■ **Work to be completed**
Convert all of the data below into a two-column CSV with the headers instruction and points. Put one row per instruction, with that instruction and its points, each in its own quoted field with line breaks changed to spaces, and leave out the pictures.

■ **Excerpted records**
┌──
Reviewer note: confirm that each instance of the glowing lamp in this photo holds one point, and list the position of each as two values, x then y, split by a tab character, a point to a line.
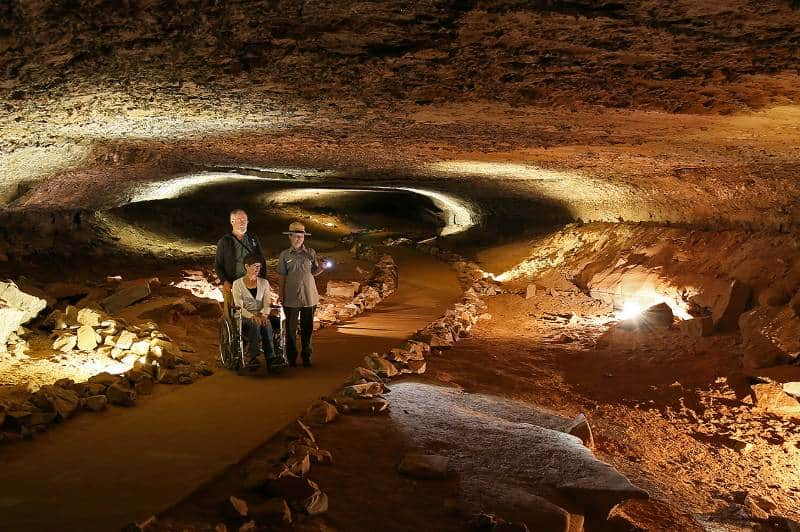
630	310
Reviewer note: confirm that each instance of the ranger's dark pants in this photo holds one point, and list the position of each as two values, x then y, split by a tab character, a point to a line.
306	315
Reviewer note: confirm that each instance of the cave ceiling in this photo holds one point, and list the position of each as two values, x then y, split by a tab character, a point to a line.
680	111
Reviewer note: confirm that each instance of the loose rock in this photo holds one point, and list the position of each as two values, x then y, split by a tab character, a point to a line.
424	466
121	394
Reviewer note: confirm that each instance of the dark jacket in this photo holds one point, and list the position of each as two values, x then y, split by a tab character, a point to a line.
225	263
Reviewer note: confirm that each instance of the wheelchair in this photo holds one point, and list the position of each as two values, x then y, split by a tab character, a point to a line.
232	353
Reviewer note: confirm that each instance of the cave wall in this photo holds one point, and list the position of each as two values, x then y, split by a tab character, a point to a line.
632	110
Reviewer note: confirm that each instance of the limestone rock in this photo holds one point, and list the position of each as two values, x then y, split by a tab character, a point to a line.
62	401
520	506
773	296
637	515
121	394
321	412
88	389
144	386
141	348
30	306
71	316
754	509
273	512
343	289
697	327
370	389
530	291
772	398
731	305
300	430
10	320
128	293
580	427
361	375
65	343
771	336
105	379
374	405
416	366
56	320
89	316
794	304
424	466
316	504
291	488
125	340
87	341
95	403
298	465
380	365
792	388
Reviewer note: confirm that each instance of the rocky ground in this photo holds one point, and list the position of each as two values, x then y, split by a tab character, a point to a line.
677	410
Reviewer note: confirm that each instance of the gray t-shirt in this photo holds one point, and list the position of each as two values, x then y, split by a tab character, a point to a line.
299	267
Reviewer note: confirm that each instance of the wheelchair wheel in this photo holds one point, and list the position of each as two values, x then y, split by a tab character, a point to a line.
231	353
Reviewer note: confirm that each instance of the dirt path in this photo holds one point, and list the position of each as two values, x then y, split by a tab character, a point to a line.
99	472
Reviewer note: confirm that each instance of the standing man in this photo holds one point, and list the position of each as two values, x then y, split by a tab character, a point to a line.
297	267
231	251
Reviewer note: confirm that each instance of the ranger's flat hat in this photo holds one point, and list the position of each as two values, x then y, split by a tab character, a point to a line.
296	228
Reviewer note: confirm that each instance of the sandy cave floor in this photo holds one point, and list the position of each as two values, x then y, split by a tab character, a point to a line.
668	411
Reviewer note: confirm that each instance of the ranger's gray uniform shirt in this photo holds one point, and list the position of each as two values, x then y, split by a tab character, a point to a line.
298	266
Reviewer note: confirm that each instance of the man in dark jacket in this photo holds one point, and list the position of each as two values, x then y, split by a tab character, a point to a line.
233	248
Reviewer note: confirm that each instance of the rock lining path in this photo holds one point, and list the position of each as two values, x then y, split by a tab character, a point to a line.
100	471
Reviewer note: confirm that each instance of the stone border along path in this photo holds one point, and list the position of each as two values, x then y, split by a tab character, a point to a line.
154	357
97	476
287	482
361	393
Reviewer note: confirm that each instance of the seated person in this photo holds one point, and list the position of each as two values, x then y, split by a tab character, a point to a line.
253	295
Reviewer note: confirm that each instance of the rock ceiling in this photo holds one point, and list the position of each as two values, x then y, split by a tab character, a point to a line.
634	110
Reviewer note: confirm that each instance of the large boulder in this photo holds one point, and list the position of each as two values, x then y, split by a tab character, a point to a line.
771	398
16	308
771	336
12	296
127	294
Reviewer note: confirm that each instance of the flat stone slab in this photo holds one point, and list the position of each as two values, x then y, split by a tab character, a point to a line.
510	445
424	466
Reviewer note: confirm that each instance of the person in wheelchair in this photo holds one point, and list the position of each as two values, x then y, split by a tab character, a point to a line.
252	294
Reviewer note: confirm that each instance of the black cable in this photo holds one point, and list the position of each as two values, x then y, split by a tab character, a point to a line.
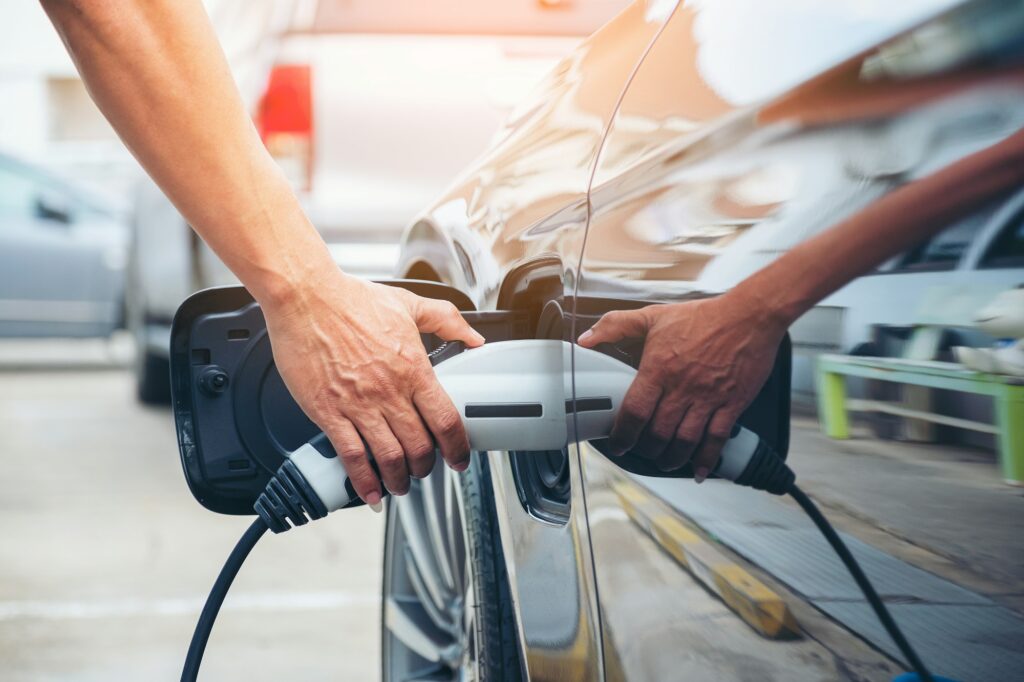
216	598
865	586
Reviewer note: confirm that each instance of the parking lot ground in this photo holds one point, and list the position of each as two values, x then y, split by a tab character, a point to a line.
942	508
105	558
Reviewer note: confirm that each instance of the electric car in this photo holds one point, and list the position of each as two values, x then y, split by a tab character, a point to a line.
369	108
678	150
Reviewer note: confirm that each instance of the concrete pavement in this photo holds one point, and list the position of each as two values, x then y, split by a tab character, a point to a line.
105	558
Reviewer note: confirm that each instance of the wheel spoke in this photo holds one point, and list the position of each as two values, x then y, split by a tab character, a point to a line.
441	619
411	517
409	622
453	518
433	512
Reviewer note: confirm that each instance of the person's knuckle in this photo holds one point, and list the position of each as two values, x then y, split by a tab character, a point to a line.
351	453
421	454
634	412
719	433
390	458
688	434
449	424
662	432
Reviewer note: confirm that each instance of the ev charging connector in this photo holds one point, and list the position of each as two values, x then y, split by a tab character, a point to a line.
516	395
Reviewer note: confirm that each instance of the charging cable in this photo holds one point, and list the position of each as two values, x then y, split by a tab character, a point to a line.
532	415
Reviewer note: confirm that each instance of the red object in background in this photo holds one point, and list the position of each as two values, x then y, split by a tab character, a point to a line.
285	121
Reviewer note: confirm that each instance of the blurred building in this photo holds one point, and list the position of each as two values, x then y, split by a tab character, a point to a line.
48	117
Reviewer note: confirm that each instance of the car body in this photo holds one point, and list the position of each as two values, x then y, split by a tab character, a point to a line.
678	150
369	117
62	254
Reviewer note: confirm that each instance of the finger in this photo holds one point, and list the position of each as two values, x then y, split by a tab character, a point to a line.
387	453
687	438
707	456
352	453
637	408
415	440
614	326
442	318
444	423
660	430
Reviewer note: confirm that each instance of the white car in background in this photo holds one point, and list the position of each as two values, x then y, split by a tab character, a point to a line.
370	108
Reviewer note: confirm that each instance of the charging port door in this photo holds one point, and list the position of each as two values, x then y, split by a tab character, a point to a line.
236	420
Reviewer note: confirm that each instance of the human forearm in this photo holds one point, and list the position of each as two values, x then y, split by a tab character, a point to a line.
792	285
157	72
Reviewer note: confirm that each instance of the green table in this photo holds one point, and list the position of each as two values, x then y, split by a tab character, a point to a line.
1007	391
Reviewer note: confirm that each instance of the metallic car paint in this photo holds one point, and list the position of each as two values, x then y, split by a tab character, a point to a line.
711	146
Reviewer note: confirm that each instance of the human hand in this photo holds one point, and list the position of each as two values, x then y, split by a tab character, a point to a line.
350	354
704	363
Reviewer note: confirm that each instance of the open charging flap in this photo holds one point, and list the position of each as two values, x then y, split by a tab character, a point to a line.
237	422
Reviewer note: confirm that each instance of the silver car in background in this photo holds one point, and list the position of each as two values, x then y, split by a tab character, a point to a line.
61	257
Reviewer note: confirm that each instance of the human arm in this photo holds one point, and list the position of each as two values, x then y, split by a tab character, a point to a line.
706	360
348	350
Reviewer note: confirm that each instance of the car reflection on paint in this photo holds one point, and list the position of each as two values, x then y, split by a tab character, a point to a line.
677	151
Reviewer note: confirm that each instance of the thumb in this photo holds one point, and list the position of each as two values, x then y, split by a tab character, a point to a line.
442	318
614	326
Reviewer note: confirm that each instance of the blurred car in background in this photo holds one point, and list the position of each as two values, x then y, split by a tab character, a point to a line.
679	150
370	108
62	254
└──
■ **Written answer**
instruction,points
"Reviewer note: confirm that each instance of the glowing lamp in this photo holds one point, and list the position of each as two values, x then y, split by a tab character, a point to a line.","630	310"
"Reviewer note: confirm that each instance of the ranger's dark pants in this photo holds one point, and list the position of each as two values, x then y, split by a tab character, a point to a line.","306	315"
"Reviewer note: confirm that each instance of the cave ceiling in this photo holds one point, and list the position of each as two values, x then y, split by a tab character, a point to a line.","680	111"
"Reviewer note: confirm that each instance of the loose rock in this photo holds one point, and list the position of each as two values, x then y, split by a tab character, a point to a line.","424	466 121	394"
"Reviewer note: confirm that each instance of the dark jacket in this photo holds one point, and list the position of each as two values, x then y, split by a tab character, a point to a line.","225	263"
"Reviewer note: confirm that each instance of the wheelchair in this photo holds one point, and list the position of each as two values, x then y, split by a tab character, a point to a line.","232	353"
"Reviewer note: confirm that each instance of the cave wall in this photo holds one point, and list the position of each as two values, x then y, split by a tab character, a point to a line.","632	110"
"Reviewer note: confirm that each instance of the limestone rock in this photo holds one point, and list the position of each as two values, x then y, split by a tab character, a point to a line.","62	401 520	506 773	296 637	515 121	394 321	412 88	389 144	386 141	348 30	306 71	316 754	509 273	512 343	289 697	327 370	389 530	291 772	398 731	305 300	430 10	320 128	293 580	427 361	375 65	343 771	336 105	379 374	405 416	366 56	320 89	316 794	304 424	466 316	504 291	488 125	340 87	341 95	403 298	465 380	365 792	388"
"Reviewer note: confirm that each instance of the rocky ground in this photo holds one point, and list the position of each as two values, x then y, split by a tab character, a point to a line.","677	410"
"Reviewer note: confirm that each instance of the gray t-shirt in this photo holds one point, and list the position of each as two values, x then y, split by a tab character, a point to a line.","299	267"
"Reviewer note: confirm that each instance of the wheelchair wheel in this photo holds one point, and list the position of each as two values, x then y, split by a tab character, a point to a line.","231	353"
"Reviewer note: confirm that each instance of the dirt path in this photo holds one point, and list the position of each as two values, x then y, split by a tab character, a point to a line.","99	472"
"Reviewer note: confirm that each instance of the standing man in this photo holds one point, and list the position of each as two values, x then y, split by a tab character, a point to a line.","297	267 231	251"
"Reviewer note: confirm that each instance of the ranger's flat hat in this photo holds one point, and list the position of each as two values, x then y, split by a tab character, a point to a line.","296	228"
"Reviewer note: confirm that each instance of the sandy cave floor in this photo holds one point, and list the position of each as two values, x then y, split by a tab character, a point to a line.","668	411"
"Reviewer note: confirm that each instance of the ranger's gray uniform shirt in this photo holds one point, and list the position of each as two values, x then y, split by a tab character, a point to a line.","298	266"
"Reviewer note: confirm that each instance of the man in dark jacket in this photo holds one point, and list the position of each as two values, x then y, split by a tab character, a point to a line.","233	248"
"Reviewer note: confirm that each instance of the rock lining path in this photo holds one point, and list the position of each as two values, x then y, split by a tab character, a point to a line.","100	471"
"Reviewer note: confirm that each instance of the stone border along path in this photo holds one point, and list the position of each as two values, x then y, split by a tab character, a point to a line.","154	357 97	476 287	482 361	393"
"Reviewer note: confirm that each instance of the seated person in this photo holds one point, and list the position of each as two values, x then y, split by a tab character, a point to a line.","253	295"
"Reviewer note: confirm that each instance of the rock ceiling in this photo holds one point, and list the position of each as two values, x then y, split by a tab character, a point to a line.","634	110"
"Reviewer note: confirm that each instance of the large boulder in this photo holds one point, and list the position of each as two values, x then y, split by a tab character, a point to a line.","771	398 16	308 771	336 12	296 127	294"
"Reviewer note: confirm that each instance of the flat stone slab in this photo holds one point, and list the position of each as two values, x then y, split by a tab character, a point to a line.","510	445 424	466"
"Reviewer note: confirm that each instance of the person in wheelchair in this photo holds one point, and list the position of each as two values, x then y, split by a tab character, a point to a line.","252	294"
"Reviewer note: confirm that each instance of the black cable in this photo holds one point, and list the position of each as two values, x then y, split by a tab character, a point to a line.","216	598 865	586"
"Reviewer note: confirm that each instance of the parking lot ground in this photo holds one point, and list the position of each as two values, x then y, split by a tab character, a point to a line.","942	508 105	558"
"Reviewer note: confirm that each instance of the electric car in this photo holds one point, and list the position of each as two values, x then y, split by a tab character, a point to a line.","369	108 678	150"
"Reviewer note: confirm that each instance of the concrete pavement in this photo holds one point, and list the position of each as two values, x then y, split by a tab character, a point to a line.","105	558"
"Reviewer note: confirm that each instance of the wheel spoke in this photo holds one point, and list the position of each as two values, x then y, split by a tab character, a point to a line.","441	619 411	517 409	622 453	518 433	512"
"Reviewer note: confirm that each instance of the person's knuckle in this photo holds one point, and list the position of each as two values, x then y, split by a tab character, a point to a line.","351	453 421	454 634	412 719	433 390	458 688	434 449	424 662	432"
"Reviewer note: confirm that each instance of the ev charging connector in this photo holds one point, and list the position of each as two values, x then y, split by a tab character, a point to a line.","516	395"
"Reviewer note: confirm that each instance of the charging cable in this photo holds one point, and list the position of each as two values, x then y, split by a tab character, a point to a line.","532	415"
"Reviewer note: confirm that each instance of the red object in background in this photo holds one point, and list the position of each as two values, x then y, split by a tab character, a point to a line.","285	121"
"Reviewer note: confirm that each instance of the blurred building in this photo holds one point, and list the position of each as two values, x then y, split by a tab character, a point to a line.","48	117"
"Reviewer note: confirm that each instance of the car body in this photo holds one point, and list the position of each as two values, x then y, split by a tab character, a point to a line.","678	150 369	117 62	254"
"Reviewer note: confirm that each instance of the finger in this photo holds one point, and list the position of each as two values, x then y, split by a tab character, a point to a line.","387	453 687	438 707	456 352	453 637	408 415	440 614	326 442	318 444	423 660	430"
"Reviewer note: confirm that each instance of the white car in background in this photo holds one point, and list the position of each as two values, x then y, split by a tab character, a point to a line.","370	108"
"Reviewer note: confirm that each instance of the charging port door in this photo holds one point, and list the position of each as two values, x then y, split by a tab character, a point to a line.","236	420"
"Reviewer note: confirm that each instance of the human forearm in this photo holds one point, and list the position of each as two values, x then y, split by a tab character, a point to a line.","792	285 157	72"
"Reviewer note: confirm that each instance of the green table in this photo holds one point, and list the position of each as two values, x then y, split by a tab character, a point to a line.","1007	391"
"Reviewer note: confirm that each instance of the metallic car paint in this photo holds one point, and list the position of each as two values, x then y, split by a tab character, a point to a line.","711	146"
"Reviewer note: confirm that each instance of the human hand in this photo holds one point, and list the position of each as two values, x then y, split by a tab character, a point to a line.","350	354 704	363"
"Reviewer note: confirm that each instance of the open charging flap in this photo holds one point, and list the position of each as two values, x then y, split by a tab character, a point to a line.","237	422"
"Reviewer note: confirm that each instance of the silver car in background in this photo holds one point, and list the position of each as two values, x then y, split by a tab character, a point to a line.","61	257"
"Reviewer note: confirm that each instance of the human arm in this photo holds one point, and list the position of each as two values, x then y, split by a tab character, a point to a line.","706	360 348	350"
"Reviewer note: confirm that each instance of the car reflection on paint in this photo holds one point, and list the position of each as two values, x then y, split by a tab character, a point to a line.","677	151"
"Reviewer note: confirm that each instance of the thumb in this photo holds one point, and list the position of each as two values, x then y, split by a tab character, a point to a line.","442	318 614	326"
"Reviewer note: confirm that each instance of the blurred car in background in this photo holds one point, and list the position of each as two values, x then y, split by a tab character, a point to a line.","679	150 370	108 62	254"